Given task 1
According to the phonics excerpt, what was the student capacity of Gallegos Elementary School?

[start Page excerpt]

If children are taught intensive, systematic phonics at an early age, until
it is automatically applied in the reading process, then illiteracy is
dramatically reduced, comprehension improves, and remediation is virtually
unnecessary, except for very few.
Example # 1: ask Mary Musgrave, Principal,
Gallegos Elementary School, Tucson, Arizona
Mary was a teacher in the Sunnyside School District for fifteen years where
achievement in reading, math, and writing was always last. "People would say,
'Well, it's these children.' That offended me because I subscribe to the idea
that God don't make no junk." She was appointed to a study committee to come up
with recommendations on how to improve achievement levels, and one suggestion
that the committee approved was to introduce "phonics." Mary had been taught
that phonics was "grunt and spit," and that children taught phonics had no
fluency in reading and, even if they could read they had no comprehension or
understanding. Many other policies were adopted by the review committee,
including ways to involve parents, improve discipline, and strengthen teacher
training, but the most important policy was the introduction of intensive,
systematic phonics. After four years the results were unassailable.
The school was open to everyone in the district on a "first-come,
first-served" basis; the capacity was 623 students; 58 percent were minority
students; many children came from low-income families; no federal money came to
the school other than the school lunch program; there were no learning
disabilities teachers, and no need for them; there was no bilingual education
because everyone spoke English, and even if children didn't speak English when
they came into the school, they did when they left; the grading system had a
higher standard than the other 18 schools in the district, and yet 33 percent of
students on the district Honor Roll were from Gallegos; and perhaps most
important of all, 46 percent of the students in the intermediate grades were
former special education students. After one year, only four students remained
in the special education category.
The inescapable conclusion: teach intensive, systematic phonics!
Example #2 - ask Charles Micciche, former
Superintendent of Schools in Groveton, New Hampshire
When Mr. Micciche became Superintendent of Schools, in Groveton, New
Hampshire, he served one of the 20 poorest counties in the country. He was
charged by his School Board to "do something" about the poor reading scores,
which were then averaging in the 45th percentile. Everyone, including teachers,
parents, and board members, was dissatisfied. After considerable study and
research, he concluded the following: "At a point in our not-too-distant past -
some would put the time in the 1920's or '30's - a conflagration was let loose
in our nation's classrooms, a bonfire of confusion in the form of a new reading
method, look-say, or whole word, which devastated the reading ability of several
generations of children, which blackened the landscape of reason, which has
given us the scarred legacy we recognize today as illiteracy."
But rather than wring his hands in despair, or ask for more money, Mr.

[end Page excerpt]
[start Supplied records]

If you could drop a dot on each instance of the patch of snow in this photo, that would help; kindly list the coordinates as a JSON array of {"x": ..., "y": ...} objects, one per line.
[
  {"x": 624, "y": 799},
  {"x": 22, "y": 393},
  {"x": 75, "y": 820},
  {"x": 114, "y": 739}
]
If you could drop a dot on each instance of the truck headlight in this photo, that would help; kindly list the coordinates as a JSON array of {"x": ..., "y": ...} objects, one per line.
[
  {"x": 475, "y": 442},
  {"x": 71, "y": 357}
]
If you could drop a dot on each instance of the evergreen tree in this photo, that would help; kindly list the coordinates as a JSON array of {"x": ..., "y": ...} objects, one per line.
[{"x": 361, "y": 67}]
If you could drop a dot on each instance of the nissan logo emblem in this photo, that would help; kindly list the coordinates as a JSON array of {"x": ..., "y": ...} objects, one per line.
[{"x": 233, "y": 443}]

[end Supplied records]

Given task 2
Reproduce every one of the records above, line for line, without any change.

Full output 1
623 students.

Full output 2
If you could drop a dot on each instance of the patch of snow in this photo, that would help; kindly list the coordinates as a JSON array of {"x": ..., "y": ...} objects, one per line.
[
  {"x": 624, "y": 799},
  {"x": 22, "y": 393},
  {"x": 75, "y": 820},
  {"x": 114, "y": 739}
]
If you could drop a dot on each instance of the truck headlight in this photo, that would help; kindly list the coordinates as a JSON array of {"x": ..., "y": ...} objects, one per line.
[
  {"x": 475, "y": 442},
  {"x": 71, "y": 357}
]
If you could drop a dot on each instance of the evergreen tree in this photo, that would help; kindly list the coordinates as a JSON array of {"x": ..., "y": ...} objects, one per line.
[{"x": 361, "y": 67}]
If you could drop a dot on each instance of the nissan logo emblem in this photo, that would help; kindly list the coordinates as a JSON array of {"x": ..., "y": ...} objects, one per line.
[{"x": 233, "y": 443}]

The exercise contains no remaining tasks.